*WHAT THE EXERCISE ASKS:* Return each of the following lines without any change, covering every entry in the data entries.

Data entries
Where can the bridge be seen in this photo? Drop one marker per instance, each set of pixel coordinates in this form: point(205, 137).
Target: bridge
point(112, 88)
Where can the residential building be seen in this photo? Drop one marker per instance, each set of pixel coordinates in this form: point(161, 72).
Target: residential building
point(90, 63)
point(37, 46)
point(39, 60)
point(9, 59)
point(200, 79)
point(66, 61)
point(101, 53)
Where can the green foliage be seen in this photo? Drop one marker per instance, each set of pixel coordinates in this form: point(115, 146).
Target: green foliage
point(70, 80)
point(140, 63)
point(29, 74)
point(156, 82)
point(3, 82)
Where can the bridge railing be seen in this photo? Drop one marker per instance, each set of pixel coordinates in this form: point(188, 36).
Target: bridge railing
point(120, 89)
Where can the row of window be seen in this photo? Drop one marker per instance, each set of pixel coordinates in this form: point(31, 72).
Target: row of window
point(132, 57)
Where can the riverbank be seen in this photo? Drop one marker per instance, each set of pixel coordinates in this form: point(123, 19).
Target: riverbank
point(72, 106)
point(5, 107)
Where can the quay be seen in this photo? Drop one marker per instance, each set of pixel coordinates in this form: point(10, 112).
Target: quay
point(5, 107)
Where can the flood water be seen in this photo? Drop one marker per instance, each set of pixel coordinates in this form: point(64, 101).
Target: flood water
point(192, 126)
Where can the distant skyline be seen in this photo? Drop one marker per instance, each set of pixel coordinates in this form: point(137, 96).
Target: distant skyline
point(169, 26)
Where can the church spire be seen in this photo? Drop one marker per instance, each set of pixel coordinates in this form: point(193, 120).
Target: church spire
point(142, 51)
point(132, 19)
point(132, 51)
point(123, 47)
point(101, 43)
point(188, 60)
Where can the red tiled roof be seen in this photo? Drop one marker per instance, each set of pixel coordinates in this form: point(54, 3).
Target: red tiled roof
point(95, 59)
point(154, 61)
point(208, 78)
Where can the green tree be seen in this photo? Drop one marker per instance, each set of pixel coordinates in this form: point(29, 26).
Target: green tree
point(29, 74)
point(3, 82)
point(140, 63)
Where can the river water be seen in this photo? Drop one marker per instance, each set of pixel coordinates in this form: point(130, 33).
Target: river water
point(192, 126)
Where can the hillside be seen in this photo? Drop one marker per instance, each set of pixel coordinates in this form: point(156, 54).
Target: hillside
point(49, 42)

*THE OUTPUT:*
Where can the bridge be seen in this photo? Drop one marker per instance, each set of pixel coordinates in this form: point(205, 137).
Target: bridge
point(112, 88)
Where can the residential building be seen in this photo? Drop one marker per instance, each set of pixel coordinates in this form: point(161, 72).
Target: residential building
point(90, 63)
point(37, 46)
point(39, 60)
point(9, 59)
point(200, 79)
point(66, 61)
point(101, 53)
Where can the green foliage be seen in this photo? Drop one marker per instance, each set of pixel coordinates in this form: point(115, 146).
Target: green foliage
point(70, 80)
point(140, 63)
point(29, 74)
point(156, 82)
point(3, 82)
Where can the bridge railing be seen in this photo? Drop one marker per instance, each set of pixel coordinates in this form: point(188, 36).
Target: bridge railing
point(120, 89)
Where can the row of window be seen in this photo? Drop one marker per instance, each set of pixel coordinates in this form: point(31, 72).
Target: row of window
point(132, 57)
Where can the riverbank be seen in this photo? Drop one marker per instance, each set of pixel coordinates in this form: point(123, 19).
Target: riverbank
point(72, 106)
point(5, 107)
Where can the quay be seen in this photo? Drop one marker per instance, each set of pixel coordinates in this form: point(10, 112).
Target: quay
point(5, 107)
Where can the flood water be seen in this photo? Drop one marker per instance, each set of pixel coordinates in this form: point(64, 101).
Target: flood water
point(192, 126)
Where can the distant skyline be seen in this photo? Drop one marker per instance, each set of pixel coordinates in this form: point(137, 96).
Target: distant skyline
point(169, 26)
Where can the church spire be seen in this photo? Drop one marker per instance, each set of pixel coordinates in this form: point(193, 120).
Target: church spire
point(142, 51)
point(132, 19)
point(132, 51)
point(123, 47)
point(101, 43)
point(188, 60)
Where can the red tiled roof be seen in this photo? Drop one marker per instance, each set of pixel coordinates in this form: point(54, 3).
Target: red tiled roof
point(95, 59)
point(154, 61)
point(208, 78)
Where can the green tree be seen in this photo? Drop one marker per instance, each set of pixel coordinates in this form: point(29, 26).
Target: green tree
point(29, 74)
point(3, 82)
point(140, 63)
Where can the river water be seen in this photo? Drop one marker per instance, each set of pixel coordinates in this form: point(130, 33).
Target: river water
point(192, 126)
Where can the hillside be seen in this photo? Drop one marker per instance, each set of pixel coordinates in this form: point(156, 54).
Target: hillside
point(49, 42)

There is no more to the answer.